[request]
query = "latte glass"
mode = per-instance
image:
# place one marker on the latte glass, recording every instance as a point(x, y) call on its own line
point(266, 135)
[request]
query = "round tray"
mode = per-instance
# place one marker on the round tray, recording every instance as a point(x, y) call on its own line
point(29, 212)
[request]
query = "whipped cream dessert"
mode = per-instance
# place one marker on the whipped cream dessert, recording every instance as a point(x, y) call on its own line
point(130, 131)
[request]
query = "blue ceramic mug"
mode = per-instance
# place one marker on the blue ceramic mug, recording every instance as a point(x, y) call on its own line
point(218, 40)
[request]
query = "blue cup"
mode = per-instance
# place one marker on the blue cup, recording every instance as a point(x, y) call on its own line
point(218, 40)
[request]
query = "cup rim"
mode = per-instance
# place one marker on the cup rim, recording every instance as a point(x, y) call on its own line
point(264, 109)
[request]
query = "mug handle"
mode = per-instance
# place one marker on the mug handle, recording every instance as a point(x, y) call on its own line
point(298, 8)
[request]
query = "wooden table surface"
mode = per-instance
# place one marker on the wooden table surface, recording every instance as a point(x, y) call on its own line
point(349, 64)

───

* **Problem to solve**
Rewrite all of the data above, switching each occurrence of "place one marker" to "set a single marker" and leaving every other character as it stands.

* **Answer for the task**
[request]
query = "latte glass"
mode = per-instance
image:
# set a single marker on the latte glass, recording every instance as a point(x, y) call on its own line
point(266, 135)
[request]
query = "round tray"
mode = per-instance
# set a single marker on the round tray, recording every instance as a point(x, y) call on its own line
point(29, 212)
[request]
query = "whipped cream dessert"
mode = per-instance
# set a single marker on the whipped cream dessert, recording every instance as a point(x, y) call on its own line
point(130, 131)
[request]
query = "blue ceramic mug"
mode = per-instance
# set a single marker on the blue ceramic mug, recording every instance as a point(x, y) call on its own line
point(218, 40)
[request]
query = "blue cup"
mode = per-instance
# set a single marker on the blue cup, recording every instance as a point(x, y) call on its own line
point(218, 40)
[request]
query = "cup rim"
mode = per-instance
# set a single marker on the cup rim, recording every instance as a point(x, y) call on its own line
point(264, 109)
[request]
query = "mug handle"
mode = per-instance
# set a single marker on the mug handle, recording every instance as a point(x, y) call on its own line
point(298, 8)
[request]
query = "wooden table surface"
mode = per-instance
# set a single marker on the wooden table surface, recording every instance as a point(x, y) call on its own line
point(349, 64)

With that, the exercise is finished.